Start of Block

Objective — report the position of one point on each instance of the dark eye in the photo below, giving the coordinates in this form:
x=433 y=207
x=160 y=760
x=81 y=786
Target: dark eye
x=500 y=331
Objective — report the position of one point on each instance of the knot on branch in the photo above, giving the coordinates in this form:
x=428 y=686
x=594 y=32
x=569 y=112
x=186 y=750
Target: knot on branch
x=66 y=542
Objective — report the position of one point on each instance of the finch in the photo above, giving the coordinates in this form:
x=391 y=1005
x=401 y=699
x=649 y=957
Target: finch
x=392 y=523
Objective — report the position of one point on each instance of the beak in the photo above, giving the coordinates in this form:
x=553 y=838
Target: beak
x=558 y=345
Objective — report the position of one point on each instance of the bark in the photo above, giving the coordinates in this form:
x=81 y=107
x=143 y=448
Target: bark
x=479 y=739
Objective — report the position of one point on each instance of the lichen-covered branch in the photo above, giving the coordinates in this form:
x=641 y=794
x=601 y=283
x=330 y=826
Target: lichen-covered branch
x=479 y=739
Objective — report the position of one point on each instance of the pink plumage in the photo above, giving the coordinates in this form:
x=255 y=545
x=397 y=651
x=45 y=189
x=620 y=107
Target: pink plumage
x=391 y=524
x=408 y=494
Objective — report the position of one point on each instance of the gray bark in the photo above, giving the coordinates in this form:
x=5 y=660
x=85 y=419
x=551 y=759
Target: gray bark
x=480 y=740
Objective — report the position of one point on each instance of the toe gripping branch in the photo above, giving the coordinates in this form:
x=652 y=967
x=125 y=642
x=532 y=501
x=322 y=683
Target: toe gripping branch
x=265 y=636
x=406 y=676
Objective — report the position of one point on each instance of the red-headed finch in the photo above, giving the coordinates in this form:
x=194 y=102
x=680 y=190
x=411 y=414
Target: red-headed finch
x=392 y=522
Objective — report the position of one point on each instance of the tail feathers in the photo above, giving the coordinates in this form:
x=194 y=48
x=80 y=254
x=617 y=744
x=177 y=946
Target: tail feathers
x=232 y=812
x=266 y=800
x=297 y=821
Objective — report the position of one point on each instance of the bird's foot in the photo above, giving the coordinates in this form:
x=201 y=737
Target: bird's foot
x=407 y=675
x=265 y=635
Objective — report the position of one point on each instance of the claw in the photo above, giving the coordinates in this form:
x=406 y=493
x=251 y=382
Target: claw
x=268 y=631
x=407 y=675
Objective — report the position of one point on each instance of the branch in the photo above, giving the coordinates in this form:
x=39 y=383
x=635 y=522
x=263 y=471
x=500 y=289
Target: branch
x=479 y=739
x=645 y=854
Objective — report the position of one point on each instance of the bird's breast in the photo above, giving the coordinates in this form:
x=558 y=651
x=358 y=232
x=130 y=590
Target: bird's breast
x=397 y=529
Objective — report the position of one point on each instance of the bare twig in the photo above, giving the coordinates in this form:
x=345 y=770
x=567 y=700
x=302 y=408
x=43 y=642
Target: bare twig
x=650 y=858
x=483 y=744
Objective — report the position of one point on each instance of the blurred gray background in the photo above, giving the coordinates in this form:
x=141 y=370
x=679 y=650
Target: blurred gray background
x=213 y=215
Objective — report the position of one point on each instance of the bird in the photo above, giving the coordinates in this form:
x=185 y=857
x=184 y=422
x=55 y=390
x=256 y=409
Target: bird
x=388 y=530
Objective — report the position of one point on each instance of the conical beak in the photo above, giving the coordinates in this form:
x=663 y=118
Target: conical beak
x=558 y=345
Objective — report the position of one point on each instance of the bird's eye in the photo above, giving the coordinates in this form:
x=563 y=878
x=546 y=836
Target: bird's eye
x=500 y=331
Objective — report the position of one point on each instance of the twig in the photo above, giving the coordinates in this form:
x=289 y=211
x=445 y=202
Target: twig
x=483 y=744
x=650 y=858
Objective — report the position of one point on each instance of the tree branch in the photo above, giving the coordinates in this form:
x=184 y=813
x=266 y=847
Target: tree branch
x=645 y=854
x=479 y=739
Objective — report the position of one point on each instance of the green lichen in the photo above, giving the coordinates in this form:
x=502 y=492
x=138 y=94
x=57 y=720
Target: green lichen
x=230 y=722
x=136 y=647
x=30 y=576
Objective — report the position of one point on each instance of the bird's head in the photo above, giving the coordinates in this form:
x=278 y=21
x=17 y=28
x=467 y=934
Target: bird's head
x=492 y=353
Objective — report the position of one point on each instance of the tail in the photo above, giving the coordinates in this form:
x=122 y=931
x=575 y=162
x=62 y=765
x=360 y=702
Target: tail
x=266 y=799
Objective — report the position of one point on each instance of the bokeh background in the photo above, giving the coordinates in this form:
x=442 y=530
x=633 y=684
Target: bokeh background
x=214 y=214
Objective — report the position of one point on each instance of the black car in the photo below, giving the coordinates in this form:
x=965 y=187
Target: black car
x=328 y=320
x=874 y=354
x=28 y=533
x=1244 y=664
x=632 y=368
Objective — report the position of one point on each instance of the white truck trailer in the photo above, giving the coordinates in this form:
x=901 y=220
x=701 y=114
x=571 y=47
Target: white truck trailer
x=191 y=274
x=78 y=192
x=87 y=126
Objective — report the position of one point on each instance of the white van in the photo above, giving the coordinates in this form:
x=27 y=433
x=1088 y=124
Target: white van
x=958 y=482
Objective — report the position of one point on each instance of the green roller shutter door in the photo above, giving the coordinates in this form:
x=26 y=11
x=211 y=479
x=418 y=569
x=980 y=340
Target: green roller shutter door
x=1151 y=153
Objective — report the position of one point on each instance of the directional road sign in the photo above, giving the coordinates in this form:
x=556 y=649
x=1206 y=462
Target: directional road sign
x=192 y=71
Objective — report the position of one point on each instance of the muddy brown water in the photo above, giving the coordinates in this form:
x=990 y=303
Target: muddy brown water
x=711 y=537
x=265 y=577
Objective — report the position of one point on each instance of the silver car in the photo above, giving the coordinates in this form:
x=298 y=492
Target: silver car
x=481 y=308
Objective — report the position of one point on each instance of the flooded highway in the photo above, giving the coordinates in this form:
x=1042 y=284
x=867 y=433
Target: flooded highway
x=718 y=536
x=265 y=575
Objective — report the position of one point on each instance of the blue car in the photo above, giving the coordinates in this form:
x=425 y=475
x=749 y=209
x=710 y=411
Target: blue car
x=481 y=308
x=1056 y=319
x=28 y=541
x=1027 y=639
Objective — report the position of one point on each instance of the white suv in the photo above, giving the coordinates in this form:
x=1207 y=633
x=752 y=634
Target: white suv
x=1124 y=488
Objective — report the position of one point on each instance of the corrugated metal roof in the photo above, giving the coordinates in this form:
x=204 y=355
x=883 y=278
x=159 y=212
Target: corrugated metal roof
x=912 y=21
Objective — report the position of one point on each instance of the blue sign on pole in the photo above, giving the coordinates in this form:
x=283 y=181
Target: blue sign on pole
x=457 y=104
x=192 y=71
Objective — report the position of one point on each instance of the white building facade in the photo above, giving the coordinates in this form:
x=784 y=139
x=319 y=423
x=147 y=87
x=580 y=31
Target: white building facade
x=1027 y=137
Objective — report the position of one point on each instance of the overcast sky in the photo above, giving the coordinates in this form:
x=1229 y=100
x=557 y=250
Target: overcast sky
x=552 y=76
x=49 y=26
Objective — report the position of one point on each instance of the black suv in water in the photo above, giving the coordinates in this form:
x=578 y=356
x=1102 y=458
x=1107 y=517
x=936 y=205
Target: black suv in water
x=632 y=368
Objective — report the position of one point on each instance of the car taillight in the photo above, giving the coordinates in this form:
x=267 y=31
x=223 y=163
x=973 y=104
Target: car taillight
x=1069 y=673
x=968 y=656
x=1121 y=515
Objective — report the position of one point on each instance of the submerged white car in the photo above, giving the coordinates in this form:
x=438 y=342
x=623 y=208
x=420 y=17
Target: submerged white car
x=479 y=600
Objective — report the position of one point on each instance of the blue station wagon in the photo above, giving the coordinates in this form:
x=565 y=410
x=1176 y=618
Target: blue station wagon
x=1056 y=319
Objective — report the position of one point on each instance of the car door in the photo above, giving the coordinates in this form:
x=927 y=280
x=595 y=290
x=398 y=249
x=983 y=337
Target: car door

End of Block

Directions = From the data, list each line in which the string "below" appears.

Answer for this exercise =
Objective — report the position of one point on each instance of the dark eye in the photo below, giving the coordinates in this form:
Objective — report the position of one point on each instance of the black car in the photo below, giving the coordinates in this form:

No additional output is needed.